■ **EXERCISE GOAL**
Report how many lines in the rows below contain the string "wooden". Reply with the number alone.

■ **DATA**
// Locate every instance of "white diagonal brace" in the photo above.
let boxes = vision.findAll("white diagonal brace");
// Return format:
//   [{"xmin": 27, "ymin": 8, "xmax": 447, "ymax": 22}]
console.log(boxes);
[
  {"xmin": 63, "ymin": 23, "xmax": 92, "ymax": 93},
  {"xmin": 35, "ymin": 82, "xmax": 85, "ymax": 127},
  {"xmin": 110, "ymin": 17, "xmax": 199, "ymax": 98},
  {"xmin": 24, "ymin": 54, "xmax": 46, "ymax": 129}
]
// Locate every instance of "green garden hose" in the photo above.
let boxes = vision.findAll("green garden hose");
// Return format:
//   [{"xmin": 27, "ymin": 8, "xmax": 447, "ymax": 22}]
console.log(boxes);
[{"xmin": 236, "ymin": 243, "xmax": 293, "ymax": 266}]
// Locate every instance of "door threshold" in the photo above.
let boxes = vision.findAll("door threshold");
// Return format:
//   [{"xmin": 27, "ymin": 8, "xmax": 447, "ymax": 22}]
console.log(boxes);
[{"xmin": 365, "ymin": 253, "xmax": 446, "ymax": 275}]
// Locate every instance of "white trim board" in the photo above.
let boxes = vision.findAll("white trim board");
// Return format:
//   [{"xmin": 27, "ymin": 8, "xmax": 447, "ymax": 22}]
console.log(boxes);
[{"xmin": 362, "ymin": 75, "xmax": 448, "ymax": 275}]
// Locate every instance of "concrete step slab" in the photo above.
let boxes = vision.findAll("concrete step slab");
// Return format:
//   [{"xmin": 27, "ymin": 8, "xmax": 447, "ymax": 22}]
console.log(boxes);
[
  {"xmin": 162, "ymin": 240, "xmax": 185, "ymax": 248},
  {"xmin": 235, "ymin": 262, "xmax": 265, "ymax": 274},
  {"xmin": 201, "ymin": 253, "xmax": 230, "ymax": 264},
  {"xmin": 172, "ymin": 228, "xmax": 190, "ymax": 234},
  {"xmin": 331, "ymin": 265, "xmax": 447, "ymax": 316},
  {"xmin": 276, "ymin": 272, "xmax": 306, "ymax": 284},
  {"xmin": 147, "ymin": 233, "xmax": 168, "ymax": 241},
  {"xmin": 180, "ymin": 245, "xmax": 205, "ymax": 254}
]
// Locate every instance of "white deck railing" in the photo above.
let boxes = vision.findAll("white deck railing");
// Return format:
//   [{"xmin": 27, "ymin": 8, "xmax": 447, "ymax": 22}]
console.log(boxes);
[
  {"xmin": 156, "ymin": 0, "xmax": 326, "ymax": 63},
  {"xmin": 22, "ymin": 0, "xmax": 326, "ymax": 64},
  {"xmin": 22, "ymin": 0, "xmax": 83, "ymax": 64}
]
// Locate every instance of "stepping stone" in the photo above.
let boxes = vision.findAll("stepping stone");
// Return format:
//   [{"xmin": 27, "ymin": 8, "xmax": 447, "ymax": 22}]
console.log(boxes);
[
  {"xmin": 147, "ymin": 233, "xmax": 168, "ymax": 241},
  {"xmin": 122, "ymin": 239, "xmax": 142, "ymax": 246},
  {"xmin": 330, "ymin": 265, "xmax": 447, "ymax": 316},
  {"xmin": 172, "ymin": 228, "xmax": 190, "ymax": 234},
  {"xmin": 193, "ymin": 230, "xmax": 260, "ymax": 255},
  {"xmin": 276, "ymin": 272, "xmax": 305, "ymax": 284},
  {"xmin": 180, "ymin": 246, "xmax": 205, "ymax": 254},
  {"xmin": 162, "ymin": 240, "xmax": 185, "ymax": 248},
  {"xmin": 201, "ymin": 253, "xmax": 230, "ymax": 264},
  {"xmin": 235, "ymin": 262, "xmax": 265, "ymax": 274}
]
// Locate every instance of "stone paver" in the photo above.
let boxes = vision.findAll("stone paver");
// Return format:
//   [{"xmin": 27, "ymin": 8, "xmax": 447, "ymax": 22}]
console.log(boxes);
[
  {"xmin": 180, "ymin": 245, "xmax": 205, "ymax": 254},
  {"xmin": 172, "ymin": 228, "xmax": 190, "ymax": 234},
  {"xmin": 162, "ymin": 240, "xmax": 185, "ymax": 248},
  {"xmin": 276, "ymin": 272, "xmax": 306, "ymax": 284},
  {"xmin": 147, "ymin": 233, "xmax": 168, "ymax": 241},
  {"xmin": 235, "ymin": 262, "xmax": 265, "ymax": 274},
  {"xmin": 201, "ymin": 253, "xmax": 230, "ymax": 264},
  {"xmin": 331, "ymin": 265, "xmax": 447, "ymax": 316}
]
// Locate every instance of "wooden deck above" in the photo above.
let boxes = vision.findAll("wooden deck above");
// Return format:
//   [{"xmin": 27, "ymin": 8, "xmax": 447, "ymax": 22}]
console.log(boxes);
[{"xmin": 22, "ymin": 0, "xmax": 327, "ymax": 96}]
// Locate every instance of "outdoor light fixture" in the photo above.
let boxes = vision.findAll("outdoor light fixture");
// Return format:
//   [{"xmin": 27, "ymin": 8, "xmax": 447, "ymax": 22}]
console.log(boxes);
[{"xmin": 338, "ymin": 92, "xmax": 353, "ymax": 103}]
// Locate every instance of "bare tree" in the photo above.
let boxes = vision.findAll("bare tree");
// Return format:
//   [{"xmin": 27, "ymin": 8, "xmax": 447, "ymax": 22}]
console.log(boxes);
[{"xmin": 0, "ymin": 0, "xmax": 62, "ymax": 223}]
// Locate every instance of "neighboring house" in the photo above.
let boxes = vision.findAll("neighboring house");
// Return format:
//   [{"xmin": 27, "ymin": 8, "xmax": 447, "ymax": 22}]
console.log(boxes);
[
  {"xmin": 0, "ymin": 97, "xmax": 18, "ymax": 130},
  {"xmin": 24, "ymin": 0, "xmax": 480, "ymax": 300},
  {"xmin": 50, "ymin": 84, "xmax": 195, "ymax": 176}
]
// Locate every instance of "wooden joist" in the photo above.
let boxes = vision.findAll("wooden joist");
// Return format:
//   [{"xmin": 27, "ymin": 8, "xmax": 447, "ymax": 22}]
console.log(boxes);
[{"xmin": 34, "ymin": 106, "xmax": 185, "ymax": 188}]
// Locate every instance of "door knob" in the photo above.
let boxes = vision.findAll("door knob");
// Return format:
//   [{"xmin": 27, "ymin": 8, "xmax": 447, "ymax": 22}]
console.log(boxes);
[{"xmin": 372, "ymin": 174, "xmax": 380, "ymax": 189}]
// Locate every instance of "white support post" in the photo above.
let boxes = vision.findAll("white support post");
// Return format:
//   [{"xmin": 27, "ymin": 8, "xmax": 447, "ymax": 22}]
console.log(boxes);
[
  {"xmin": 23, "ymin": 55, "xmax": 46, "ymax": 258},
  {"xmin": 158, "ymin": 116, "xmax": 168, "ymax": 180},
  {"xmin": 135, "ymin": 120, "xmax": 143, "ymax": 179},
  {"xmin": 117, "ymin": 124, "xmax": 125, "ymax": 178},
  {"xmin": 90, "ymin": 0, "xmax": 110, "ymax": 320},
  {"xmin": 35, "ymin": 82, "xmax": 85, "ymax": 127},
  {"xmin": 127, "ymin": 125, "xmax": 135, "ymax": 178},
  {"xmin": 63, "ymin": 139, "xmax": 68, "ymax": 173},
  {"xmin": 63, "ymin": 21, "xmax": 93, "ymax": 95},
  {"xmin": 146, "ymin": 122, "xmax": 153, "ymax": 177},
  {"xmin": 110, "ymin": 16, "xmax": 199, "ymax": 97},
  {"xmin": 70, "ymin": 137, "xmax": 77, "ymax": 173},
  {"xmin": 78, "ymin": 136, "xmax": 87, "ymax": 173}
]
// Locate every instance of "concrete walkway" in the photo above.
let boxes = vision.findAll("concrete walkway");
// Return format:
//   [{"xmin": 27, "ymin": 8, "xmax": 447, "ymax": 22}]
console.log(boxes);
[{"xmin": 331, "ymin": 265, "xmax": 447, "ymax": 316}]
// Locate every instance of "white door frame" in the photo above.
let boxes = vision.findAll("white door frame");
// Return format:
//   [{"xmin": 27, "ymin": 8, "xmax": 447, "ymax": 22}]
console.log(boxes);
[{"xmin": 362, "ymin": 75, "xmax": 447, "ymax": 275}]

■ **OUTPUT OF THE EXERCISE**
4